» **What you have to do**:
Please copy out, word for word, the lines of the records below from the one containing "Verify that every instance of the man's leg" through the last line of the records, inclusive.

» **Records for the exercise**:
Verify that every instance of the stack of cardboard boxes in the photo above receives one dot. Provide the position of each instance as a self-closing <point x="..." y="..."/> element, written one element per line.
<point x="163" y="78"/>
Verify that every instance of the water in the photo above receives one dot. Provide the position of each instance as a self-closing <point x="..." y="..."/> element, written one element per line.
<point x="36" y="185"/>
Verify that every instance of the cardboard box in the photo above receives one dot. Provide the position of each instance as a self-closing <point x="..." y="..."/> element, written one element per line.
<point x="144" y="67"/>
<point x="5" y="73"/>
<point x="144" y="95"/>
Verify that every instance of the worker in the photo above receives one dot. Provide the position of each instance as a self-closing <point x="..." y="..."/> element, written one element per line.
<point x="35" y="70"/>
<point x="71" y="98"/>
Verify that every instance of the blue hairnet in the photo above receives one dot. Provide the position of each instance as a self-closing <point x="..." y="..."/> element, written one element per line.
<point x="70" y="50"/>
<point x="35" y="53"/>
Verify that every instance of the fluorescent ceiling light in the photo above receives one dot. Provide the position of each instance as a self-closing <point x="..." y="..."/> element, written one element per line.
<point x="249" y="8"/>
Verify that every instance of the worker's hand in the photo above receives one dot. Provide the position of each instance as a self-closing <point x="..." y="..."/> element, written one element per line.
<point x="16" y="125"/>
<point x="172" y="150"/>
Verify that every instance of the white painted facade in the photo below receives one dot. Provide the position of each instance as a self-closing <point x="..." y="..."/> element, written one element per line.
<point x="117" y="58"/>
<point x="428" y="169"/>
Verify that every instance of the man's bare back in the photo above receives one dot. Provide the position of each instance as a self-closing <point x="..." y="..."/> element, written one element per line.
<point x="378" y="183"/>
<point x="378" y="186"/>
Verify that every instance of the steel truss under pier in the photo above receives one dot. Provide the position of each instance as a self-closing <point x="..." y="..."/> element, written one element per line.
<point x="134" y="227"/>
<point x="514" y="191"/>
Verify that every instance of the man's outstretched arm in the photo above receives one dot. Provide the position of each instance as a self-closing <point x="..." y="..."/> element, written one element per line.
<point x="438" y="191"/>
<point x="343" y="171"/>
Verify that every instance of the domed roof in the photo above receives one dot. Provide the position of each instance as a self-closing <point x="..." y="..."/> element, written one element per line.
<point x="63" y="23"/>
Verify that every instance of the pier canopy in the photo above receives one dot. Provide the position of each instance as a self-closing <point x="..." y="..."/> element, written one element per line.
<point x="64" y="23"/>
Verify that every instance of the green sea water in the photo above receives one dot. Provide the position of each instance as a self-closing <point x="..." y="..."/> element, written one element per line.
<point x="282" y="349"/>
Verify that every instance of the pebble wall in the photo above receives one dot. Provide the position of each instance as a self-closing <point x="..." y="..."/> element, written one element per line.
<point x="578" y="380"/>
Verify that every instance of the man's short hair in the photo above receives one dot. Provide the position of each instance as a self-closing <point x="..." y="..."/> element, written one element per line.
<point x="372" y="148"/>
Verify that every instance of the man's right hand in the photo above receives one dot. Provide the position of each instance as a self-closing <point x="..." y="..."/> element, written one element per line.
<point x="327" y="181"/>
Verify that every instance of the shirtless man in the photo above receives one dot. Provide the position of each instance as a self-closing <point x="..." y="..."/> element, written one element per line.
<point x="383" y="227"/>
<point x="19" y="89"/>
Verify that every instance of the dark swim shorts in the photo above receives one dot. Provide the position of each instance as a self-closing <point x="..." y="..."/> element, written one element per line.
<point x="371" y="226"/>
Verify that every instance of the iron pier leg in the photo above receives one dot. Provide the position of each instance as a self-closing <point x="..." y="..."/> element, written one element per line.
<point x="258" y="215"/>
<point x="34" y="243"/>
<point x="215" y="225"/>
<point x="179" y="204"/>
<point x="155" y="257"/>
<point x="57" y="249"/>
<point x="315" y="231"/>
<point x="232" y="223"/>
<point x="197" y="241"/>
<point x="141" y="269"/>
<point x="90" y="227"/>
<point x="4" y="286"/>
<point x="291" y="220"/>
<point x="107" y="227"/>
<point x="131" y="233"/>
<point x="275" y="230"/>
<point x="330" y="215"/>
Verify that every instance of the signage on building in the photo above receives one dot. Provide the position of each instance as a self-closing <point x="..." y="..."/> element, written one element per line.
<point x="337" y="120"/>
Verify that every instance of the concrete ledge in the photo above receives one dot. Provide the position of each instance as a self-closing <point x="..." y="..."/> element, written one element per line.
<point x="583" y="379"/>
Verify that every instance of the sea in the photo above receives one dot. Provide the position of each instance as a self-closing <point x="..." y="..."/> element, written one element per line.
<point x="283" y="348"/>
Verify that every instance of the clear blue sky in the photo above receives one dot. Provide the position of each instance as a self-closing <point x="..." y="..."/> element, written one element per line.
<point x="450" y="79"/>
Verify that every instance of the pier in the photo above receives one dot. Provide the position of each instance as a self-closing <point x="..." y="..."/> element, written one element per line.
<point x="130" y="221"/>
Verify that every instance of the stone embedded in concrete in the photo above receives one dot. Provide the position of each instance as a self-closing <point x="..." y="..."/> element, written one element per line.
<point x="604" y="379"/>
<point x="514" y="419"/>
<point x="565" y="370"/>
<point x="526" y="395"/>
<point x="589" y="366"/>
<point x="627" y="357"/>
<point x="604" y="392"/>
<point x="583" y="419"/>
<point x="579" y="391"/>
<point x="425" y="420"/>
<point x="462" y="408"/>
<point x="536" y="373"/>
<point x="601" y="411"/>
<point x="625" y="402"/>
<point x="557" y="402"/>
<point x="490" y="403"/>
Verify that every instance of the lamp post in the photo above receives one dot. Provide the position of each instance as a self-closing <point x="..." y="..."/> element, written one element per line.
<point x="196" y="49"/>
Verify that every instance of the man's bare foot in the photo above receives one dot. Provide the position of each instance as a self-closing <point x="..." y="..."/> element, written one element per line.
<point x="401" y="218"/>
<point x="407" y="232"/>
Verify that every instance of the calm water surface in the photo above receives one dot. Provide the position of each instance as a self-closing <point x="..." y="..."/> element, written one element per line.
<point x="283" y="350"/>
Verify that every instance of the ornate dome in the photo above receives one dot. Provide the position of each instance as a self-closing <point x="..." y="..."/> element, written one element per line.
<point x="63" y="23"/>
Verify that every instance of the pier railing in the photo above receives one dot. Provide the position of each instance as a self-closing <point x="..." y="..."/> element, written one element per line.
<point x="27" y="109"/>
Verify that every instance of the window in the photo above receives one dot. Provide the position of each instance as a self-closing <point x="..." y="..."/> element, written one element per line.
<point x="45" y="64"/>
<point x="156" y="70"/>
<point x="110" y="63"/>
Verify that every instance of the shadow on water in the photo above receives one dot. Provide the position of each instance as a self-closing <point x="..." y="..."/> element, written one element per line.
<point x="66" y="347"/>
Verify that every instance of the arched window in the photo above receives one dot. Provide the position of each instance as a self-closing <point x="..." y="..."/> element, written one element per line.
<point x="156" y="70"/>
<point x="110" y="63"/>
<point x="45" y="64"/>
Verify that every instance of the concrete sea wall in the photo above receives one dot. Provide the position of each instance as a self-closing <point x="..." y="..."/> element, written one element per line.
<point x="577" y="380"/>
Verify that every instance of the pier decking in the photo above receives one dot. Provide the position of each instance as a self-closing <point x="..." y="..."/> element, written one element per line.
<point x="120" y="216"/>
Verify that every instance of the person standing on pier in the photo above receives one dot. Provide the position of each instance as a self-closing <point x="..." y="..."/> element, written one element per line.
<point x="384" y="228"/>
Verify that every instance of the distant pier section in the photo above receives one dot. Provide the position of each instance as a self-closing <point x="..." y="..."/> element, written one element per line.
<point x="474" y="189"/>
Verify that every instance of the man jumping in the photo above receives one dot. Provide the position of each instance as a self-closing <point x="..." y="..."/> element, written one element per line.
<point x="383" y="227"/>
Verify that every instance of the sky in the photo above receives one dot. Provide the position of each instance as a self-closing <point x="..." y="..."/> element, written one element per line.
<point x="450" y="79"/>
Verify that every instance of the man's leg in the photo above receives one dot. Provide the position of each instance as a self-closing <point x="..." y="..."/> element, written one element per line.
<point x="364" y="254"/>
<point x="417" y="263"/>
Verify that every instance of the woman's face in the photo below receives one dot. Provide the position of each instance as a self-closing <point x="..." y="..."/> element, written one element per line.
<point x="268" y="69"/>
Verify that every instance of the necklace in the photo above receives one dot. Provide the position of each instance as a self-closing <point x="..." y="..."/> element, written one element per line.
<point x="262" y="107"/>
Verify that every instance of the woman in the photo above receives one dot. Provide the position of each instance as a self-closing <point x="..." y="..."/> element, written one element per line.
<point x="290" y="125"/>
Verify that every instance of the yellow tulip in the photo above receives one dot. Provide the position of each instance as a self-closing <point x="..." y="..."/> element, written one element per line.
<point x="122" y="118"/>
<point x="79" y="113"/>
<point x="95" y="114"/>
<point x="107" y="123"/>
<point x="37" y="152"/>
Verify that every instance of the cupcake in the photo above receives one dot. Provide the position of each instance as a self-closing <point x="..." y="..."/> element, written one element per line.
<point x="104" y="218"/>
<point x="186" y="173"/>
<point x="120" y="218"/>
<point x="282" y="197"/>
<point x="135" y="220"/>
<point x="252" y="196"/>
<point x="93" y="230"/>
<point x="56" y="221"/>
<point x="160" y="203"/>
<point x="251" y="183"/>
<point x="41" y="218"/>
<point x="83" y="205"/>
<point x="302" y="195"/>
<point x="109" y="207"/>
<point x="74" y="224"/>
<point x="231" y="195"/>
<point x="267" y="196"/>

» **Completed task**:
Verify that every instance of the man's leg in the photo above receives one dot. Provide the position of each instance as a self-closing <point x="..." y="..."/> element, written one element per line.
<point x="364" y="254"/>
<point x="417" y="263"/>
Verify that every instance of the woman's face in the photo below receives one dot. Provide the position of each instance as a self-closing <point x="..." y="..."/> element, written one element per line.
<point x="268" y="69"/>
Verify that every instance of the necklace in the photo above receives one dot. Provide the position of each instance as a self-closing <point x="..." y="..."/> element, written one element per line.
<point x="262" y="107"/>
Verify that every instance of the woman in the photo above receives one dot. Provide the position of each instance as a self-closing <point x="..." y="..."/> element, written one element per line.
<point x="290" y="125"/>
Verify that every instance of the yellow tulip in the photo above receives one dot. Provide the position of each instance as a self-closing <point x="..." y="..."/> element, written one element per line.
<point x="122" y="118"/>
<point x="79" y="113"/>
<point x="95" y="114"/>
<point x="107" y="123"/>
<point x="37" y="152"/>
Verify that every instance of the cupcake in the photo above receives one dot. Provide the position of each instance as a self-closing <point x="..." y="..."/> element, written one element per line.
<point x="104" y="218"/>
<point x="186" y="173"/>
<point x="120" y="218"/>
<point x="282" y="197"/>
<point x="135" y="220"/>
<point x="252" y="196"/>
<point x="93" y="230"/>
<point x="56" y="221"/>
<point x="160" y="203"/>
<point x="251" y="183"/>
<point x="41" y="218"/>
<point x="83" y="205"/>
<point x="302" y="195"/>
<point x="109" y="207"/>
<point x="74" y="224"/>
<point x="231" y="195"/>
<point x="267" y="196"/>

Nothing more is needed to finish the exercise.